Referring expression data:
*****

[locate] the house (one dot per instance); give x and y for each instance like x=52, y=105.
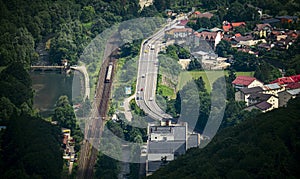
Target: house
x=212, y=38
x=215, y=29
x=176, y=33
x=166, y=142
x=239, y=39
x=287, y=80
x=285, y=96
x=244, y=93
x=287, y=19
x=271, y=21
x=263, y=30
x=184, y=63
x=198, y=14
x=227, y=27
x=263, y=102
x=238, y=24
x=273, y=89
x=252, y=42
x=183, y=22
x=246, y=82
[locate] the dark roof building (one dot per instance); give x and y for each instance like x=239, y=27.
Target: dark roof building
x=166, y=142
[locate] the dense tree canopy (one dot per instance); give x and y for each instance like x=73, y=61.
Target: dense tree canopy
x=266, y=146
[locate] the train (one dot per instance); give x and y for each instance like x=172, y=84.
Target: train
x=109, y=72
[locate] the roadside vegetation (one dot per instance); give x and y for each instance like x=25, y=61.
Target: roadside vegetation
x=31, y=147
x=252, y=153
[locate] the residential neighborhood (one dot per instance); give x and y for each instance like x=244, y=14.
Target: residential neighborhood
x=266, y=97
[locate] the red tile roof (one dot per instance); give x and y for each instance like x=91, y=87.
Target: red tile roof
x=243, y=80
x=183, y=22
x=293, y=86
x=287, y=80
x=238, y=35
x=296, y=78
x=237, y=24
x=263, y=105
x=227, y=27
x=197, y=12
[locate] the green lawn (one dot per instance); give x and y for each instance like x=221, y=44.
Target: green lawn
x=2, y=68
x=165, y=91
x=209, y=77
x=87, y=25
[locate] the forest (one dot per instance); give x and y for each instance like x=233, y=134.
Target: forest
x=264, y=147
x=67, y=26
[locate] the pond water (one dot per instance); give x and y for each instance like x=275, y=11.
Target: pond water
x=49, y=86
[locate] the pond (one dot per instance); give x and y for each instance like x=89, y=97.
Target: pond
x=49, y=86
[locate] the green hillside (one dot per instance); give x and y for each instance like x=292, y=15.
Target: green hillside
x=265, y=147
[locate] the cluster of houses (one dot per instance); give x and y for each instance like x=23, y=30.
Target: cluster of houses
x=264, y=35
x=68, y=144
x=266, y=97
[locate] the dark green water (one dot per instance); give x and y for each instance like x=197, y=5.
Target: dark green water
x=49, y=86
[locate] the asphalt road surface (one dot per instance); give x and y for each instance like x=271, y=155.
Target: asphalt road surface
x=147, y=76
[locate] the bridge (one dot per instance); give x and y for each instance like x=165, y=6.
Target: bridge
x=46, y=68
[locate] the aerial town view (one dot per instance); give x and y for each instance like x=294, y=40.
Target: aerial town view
x=133, y=89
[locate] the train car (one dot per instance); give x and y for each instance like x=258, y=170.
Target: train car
x=109, y=72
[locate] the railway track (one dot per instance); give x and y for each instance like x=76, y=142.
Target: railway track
x=94, y=127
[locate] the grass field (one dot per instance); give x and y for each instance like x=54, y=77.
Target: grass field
x=2, y=68
x=165, y=91
x=209, y=77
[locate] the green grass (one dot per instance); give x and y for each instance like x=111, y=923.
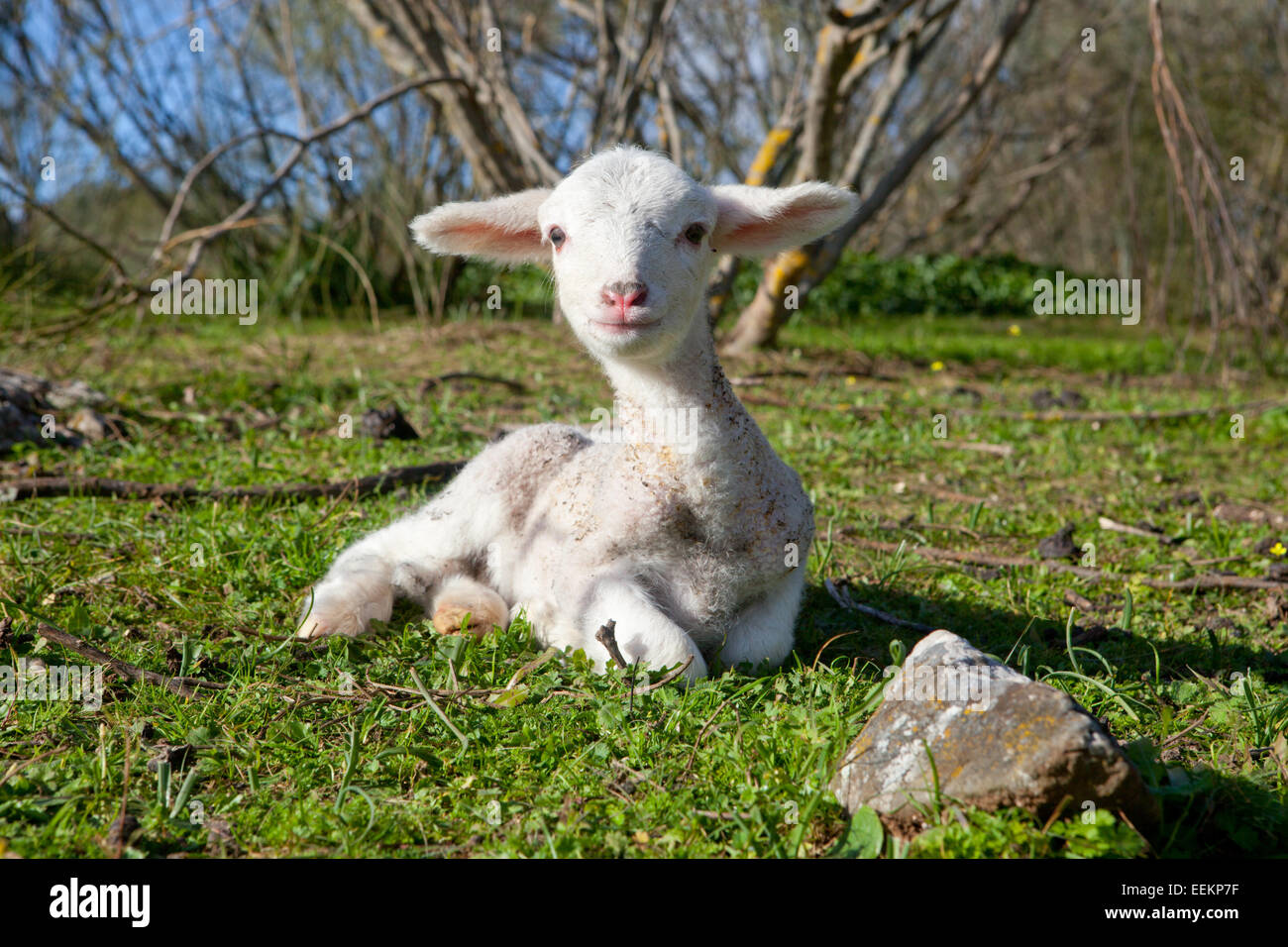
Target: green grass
x=304, y=754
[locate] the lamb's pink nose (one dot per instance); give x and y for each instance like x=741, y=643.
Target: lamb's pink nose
x=623, y=295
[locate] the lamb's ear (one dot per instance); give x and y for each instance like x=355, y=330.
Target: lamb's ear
x=763, y=221
x=503, y=230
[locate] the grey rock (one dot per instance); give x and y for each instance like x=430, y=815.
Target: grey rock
x=997, y=740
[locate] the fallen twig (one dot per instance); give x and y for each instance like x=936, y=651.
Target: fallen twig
x=664, y=681
x=373, y=484
x=842, y=598
x=184, y=686
x=432, y=382
x=982, y=447
x=1220, y=410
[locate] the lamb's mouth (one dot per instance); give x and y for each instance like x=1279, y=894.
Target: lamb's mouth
x=627, y=326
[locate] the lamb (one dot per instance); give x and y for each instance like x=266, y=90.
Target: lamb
x=691, y=538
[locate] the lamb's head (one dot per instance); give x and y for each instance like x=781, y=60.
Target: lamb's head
x=632, y=241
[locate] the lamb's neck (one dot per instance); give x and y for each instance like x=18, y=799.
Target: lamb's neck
x=690, y=397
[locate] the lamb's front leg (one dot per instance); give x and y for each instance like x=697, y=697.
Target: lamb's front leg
x=764, y=631
x=644, y=633
x=360, y=586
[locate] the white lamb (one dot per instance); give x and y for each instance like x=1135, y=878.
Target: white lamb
x=695, y=541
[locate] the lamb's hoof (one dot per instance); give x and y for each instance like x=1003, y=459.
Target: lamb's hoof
x=472, y=617
x=320, y=624
x=464, y=605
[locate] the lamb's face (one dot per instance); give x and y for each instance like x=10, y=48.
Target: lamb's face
x=629, y=236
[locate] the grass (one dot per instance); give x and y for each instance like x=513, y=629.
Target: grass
x=333, y=751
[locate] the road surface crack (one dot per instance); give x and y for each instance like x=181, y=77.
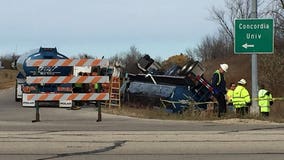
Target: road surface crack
x=109, y=148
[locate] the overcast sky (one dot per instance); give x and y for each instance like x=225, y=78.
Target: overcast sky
x=105, y=27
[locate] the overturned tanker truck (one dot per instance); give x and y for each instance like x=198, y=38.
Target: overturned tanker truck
x=177, y=88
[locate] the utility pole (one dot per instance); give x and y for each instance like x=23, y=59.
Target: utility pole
x=254, y=81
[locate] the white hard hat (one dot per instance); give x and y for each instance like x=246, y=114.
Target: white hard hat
x=242, y=81
x=224, y=67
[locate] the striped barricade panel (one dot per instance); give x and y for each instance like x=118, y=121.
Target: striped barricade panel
x=68, y=62
x=67, y=79
x=66, y=96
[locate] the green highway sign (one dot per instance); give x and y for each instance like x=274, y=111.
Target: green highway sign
x=254, y=36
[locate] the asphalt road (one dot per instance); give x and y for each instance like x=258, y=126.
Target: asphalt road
x=67, y=134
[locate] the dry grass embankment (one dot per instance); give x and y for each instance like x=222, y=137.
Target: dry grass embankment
x=7, y=78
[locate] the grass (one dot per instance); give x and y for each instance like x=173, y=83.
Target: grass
x=8, y=78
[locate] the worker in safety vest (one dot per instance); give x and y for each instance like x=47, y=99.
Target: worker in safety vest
x=229, y=97
x=264, y=101
x=241, y=98
x=219, y=88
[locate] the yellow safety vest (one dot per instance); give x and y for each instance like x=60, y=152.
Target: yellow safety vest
x=264, y=100
x=240, y=97
x=229, y=94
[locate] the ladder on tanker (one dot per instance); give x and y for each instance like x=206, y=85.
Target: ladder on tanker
x=114, y=93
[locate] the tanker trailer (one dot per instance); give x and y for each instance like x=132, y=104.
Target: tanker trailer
x=25, y=71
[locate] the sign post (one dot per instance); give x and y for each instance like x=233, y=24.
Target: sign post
x=254, y=36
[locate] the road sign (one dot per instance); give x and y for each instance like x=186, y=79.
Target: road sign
x=254, y=36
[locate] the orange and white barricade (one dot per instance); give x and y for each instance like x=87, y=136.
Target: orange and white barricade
x=65, y=99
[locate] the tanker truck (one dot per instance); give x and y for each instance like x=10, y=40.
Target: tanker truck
x=26, y=71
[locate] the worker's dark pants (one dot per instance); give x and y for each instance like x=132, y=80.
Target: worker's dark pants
x=242, y=111
x=222, y=105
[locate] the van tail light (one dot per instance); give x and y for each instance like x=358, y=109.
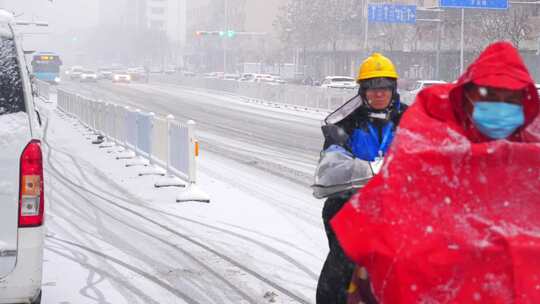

*****

▸ **Work instructions**: Reproduce, exactly as they stand in the data above, the lines from the one that holds "[locate] the pond (one" to the one that holds "[locate] the grass field", inclusive.

▸ **Response**:
[locate] the pond (one dot per instance); give x and y for each instance like x=89, y=97.
Target: pond
x=49, y=86
[locate] the green hillside (one dot per instance); give x and y for each instance like x=292, y=15.
Target: green hillside
x=265, y=147
[locate] the cluster of houses (one dot per instance); give x and y for each instance like x=23, y=30.
Target: cluster of houses
x=264, y=35
x=68, y=144
x=266, y=97
[locate] the dark green water (one dot per instance); give x and y for each instance like x=197, y=5.
Target: dark green water
x=49, y=86
[locate] the asphalt road surface (one dot per instance); give x and y for each instance like x=271, y=155.
Target: asphalt road surface
x=147, y=76
[locate] the bridge (one dot per instance); give x and y for each instance like x=165, y=6.
Target: bridge
x=46, y=68
[locate] the aerial town view (one dot per instance); give x and y for each instance like x=294, y=40.
Target: aerial town view
x=133, y=89
[locate] the train car (one dot per instance); give x and y for each instance like x=258, y=170.
Target: train car
x=109, y=72
[locate] the railway track (one dot per instance); give x and y for each instance like x=76, y=142.
Target: railway track
x=94, y=127
[locate] the grass field (one dot per instance); give x and y for each instance like x=54, y=77.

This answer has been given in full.